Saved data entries
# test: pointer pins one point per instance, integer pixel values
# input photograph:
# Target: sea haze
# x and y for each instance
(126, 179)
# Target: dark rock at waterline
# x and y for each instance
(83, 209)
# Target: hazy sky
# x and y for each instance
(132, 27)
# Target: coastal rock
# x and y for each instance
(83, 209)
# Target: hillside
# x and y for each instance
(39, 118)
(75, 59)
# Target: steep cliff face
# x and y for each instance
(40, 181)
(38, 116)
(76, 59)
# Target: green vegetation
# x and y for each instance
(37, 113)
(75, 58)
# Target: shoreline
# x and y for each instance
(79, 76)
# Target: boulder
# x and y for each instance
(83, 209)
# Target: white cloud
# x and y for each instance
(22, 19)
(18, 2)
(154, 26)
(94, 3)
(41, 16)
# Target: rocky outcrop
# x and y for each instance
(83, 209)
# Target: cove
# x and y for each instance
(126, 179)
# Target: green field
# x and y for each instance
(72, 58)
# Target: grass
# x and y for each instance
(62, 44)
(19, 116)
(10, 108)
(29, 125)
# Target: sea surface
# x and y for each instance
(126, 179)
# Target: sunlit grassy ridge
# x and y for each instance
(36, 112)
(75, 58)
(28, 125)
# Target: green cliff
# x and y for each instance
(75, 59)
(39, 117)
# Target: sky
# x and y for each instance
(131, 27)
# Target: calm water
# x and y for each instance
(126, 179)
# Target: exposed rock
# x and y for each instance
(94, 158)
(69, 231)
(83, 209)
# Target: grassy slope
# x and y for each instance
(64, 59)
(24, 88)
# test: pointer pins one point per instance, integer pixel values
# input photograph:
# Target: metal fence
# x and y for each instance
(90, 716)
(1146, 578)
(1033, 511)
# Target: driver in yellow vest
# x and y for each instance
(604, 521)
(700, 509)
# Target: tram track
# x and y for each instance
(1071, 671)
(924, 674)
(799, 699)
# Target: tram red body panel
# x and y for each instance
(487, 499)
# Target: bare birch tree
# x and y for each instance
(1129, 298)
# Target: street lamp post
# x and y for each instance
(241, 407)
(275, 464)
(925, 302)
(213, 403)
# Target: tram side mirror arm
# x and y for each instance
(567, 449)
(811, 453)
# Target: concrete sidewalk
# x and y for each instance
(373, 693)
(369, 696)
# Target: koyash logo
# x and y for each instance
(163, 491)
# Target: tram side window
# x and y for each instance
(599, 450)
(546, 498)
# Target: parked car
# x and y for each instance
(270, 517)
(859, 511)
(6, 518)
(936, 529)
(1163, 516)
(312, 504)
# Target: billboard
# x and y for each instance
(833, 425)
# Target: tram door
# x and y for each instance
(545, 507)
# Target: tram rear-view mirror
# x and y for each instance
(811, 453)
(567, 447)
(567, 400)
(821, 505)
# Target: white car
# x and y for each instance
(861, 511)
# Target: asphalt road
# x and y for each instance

Problem to work on: Reproduce all of the lines above verbatim, from the first to the last.

Solution below:
# test: pointer pins one point per instance, integer pixel values
# input photograph:
# Target: sea haze
# x and y for each instance
(126, 179)
# Target: dark rock at waterline
# x and y for each instance
(83, 209)
# Target: hazy sky
# x and y for each instance
(132, 27)
# Target: coastal rock
# x and y for each instance
(83, 209)
# Target: hillside
# x and y for each instance
(39, 118)
(75, 59)
# Target: steep cliff face
# x and y for each instance
(40, 181)
(38, 116)
(76, 59)
# Target: green vegetation
# x and y for each instance
(37, 113)
(75, 58)
# Target: shoreline
# x and y for each instance
(79, 76)
# Target: boulder
# x and y for each instance
(83, 209)
# Target: white cloud
# x and y for each instance
(22, 19)
(18, 2)
(154, 26)
(94, 3)
(41, 16)
# Target: rocky outcrop
# x and y for each instance
(83, 209)
# Target: cove
# x and y for each instance
(126, 179)
# Target: green field
# x and y for each instance
(72, 58)
# Target: grass
# x and y for each instance
(62, 44)
(19, 116)
(10, 108)
(29, 125)
# Target: sea surface
# x and y for each instance
(126, 179)
# Target: sunlit grassy ridge
# x and y for each instance
(36, 112)
(75, 58)
(28, 125)
# Target: green cliff
# x and y for each instance
(75, 59)
(39, 117)
# Target: sky
# x and y for each instance
(131, 27)
# Target: calm water
# x and y for each instance
(126, 179)
# Target: exposed rock
# x and y for each instance
(94, 158)
(69, 231)
(83, 209)
# Target: grassy slope
# x and y for each instance
(64, 59)
(24, 88)
# test: pointer pins one point per instance, integer pixel values
# input photograph:
# Target: metal fence
# x and y for each instance
(90, 716)
(1146, 578)
(1033, 511)
# Target: driver in yellow vest
# x and y for each instance
(604, 521)
(700, 509)
# Target: tram track
# x and y for each instance
(1071, 671)
(924, 674)
(799, 699)
# Target: tram red body panel
# x and y for each instance
(487, 499)
# Target: bare birch tree
# x and y for each instance
(1129, 298)
# Target: street lamp post
# x and y for each instance
(241, 407)
(275, 464)
(925, 302)
(213, 403)
# Target: tram side mirror arm
# x and y for each instance
(567, 449)
(811, 453)
# Target: concrete sidewalk
# x and y for each instance
(373, 693)
(369, 696)
# Target: koyash logo
# x and y for each instance
(163, 491)
# Target: tram side window
# x and y for each instance
(599, 450)
(546, 498)
# Target: parked car
# x and y for each instance
(270, 517)
(859, 511)
(6, 518)
(936, 529)
(1163, 516)
(312, 504)
# Target: billboard
# x and y for each instance
(833, 425)
# Target: tram door
# x and y for each instance
(545, 507)
# Target: tram rear-view mirror
# x and y for each instance
(811, 453)
(567, 447)
(567, 400)
(821, 505)
# Target: white car
# x and y for each instance
(861, 511)
# Target: asphalt road
# x and y for each instance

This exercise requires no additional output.